Le principal danger réside dans l’absence de dépistage préalable de troubles respiratoires nocturnes. En forçant la respiration nasale, on peut aggraver certaines pathologies sans le savoir, voire provoquer des étouffements chez les personnes sensibles.
Skinny Tok : Quand le corps devient une marchandise
Moins discret que le mouth taping, Skinny Tok est une spirale visible et bruyante, où la minceur est souvent présentée comme synonyme de succès, de beauté et de contrôle. Des jeunes filles y filment leurs repas dérisoires, y exposent leurs “avant-après” amaigrissants et comparent leurs tours de taille en quête de validation numérique.
Les conséquences psychologiques sont redoutables. Des études récentes menées aux États-Unis et en Europe ont mis en évidence une corrélation entre le temps passé sur ces contenus et l’apparition de troubles du comportement alimentaire (TCA) chez les adolescents. L’Organisation mondiale de la santé alerte d’ailleurs sur la hausse des cas d’anorexie et de boulimie chez les mineurs, exacerbés par une exposition prolongée à des contenus valorisant la maigreur extrême.
Les algorithmes de TikTok, en renforçant la visibilité de ce type de vidéos dès qu’un utilisateur interagit avec une ou deux publications similaires, créent une bulle étroite où la diversité corporelle disparaît au profit d’un idéal unique, irréaliste et souvent dangereux.

(CONSIGNES):
a. Répondez à ces questions à partir de l'extrait sur Skinny Tok.
(i) Selon le premier paragraphe, dans quoi réside le principal danger ?
(ii) Où ont été menées les études récentes citées ?
(iii) Quelle organisation alerte sur la hausse des cas d'anorexie et de boulimie chez les mineurs ?
b. Reproduisez fidèlement le passage de l'extrait sur Skinny Tok qui va de « Le principal danger » jusqu'à « de validation numérique. ».
c. Prolongez l'extrait sur Skinny Tok à partir de sa dernière phrase.
Vous n'aurez pas besoin de la liste pour ces consignes.

(DONNÉES FOURNIES):

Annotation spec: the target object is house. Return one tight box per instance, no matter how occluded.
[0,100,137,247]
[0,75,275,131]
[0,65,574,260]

(RÉPONSES):
a.
(i) Dans l'absence de dépistage préalable de troubles respiratoires nocturnes.
(ii) Aux États-Unis et en Europe.
(iii) L'Organisation mondiale de la santé.

b.
Le principal danger réside dans l’absence de dépistage préalable de troubles respiratoires nocturnes. En forçant la respiration nasale, on peut aggraver certaines pathologies sans le savoir, voire provoquer des étouffements chez les personnes sensibles.
Skinny Tok : Quand le corps devient une marchandise
Moins discret que le mouth taping, Skinny Tok est une spirale visible et bruyante, où la minceur est souvent présentée comme synonyme de succès, de beauté et de contrôle. Des jeunes filles y filment leurs repas dérisoires, y exposent leurs “avant-après” amaigrissants et comparent leurs tours de taille en quête de validation numérique.

c.
Responsabilités partagées : Utilisateurs, créateurs et plateformes
Face à ces dérives, la question de la responsabilité est cruciale. TikTok a bien tenté de limiter l’exposition à certains contenus sensibles en bannissant les hashtags les plus explicites (#proana, #thinspiration), mais l’imagination des créateurs contourne rapidement ces barrières à l’aide de néologismes, d’emojis ou de fautes d’orthographe volontaires.
Certains créateurs, souvent suivis par des millions d’abonnés, jouent un rôle ambigu : d’un côté, ils se positionnent comme promoteurs de bien-être et de motivation, de l’autre, ils diffusent des messages normatifs aux conséquences sanitaires désastreuses. Et les jeunes, en quête d’identité, deviennent les premières victimes de cette influence pernicieuse.
Les professionnels de la santé, eux, peinent à rivaliser avec l’audience des influenceurs, même si certains médecins et nutritionnistes commencent à se faire une place sur la plateforme. Mais leur voix reste minoritaire dans un océan de “trucs et astuces” peu ou pas validés scientifiquement.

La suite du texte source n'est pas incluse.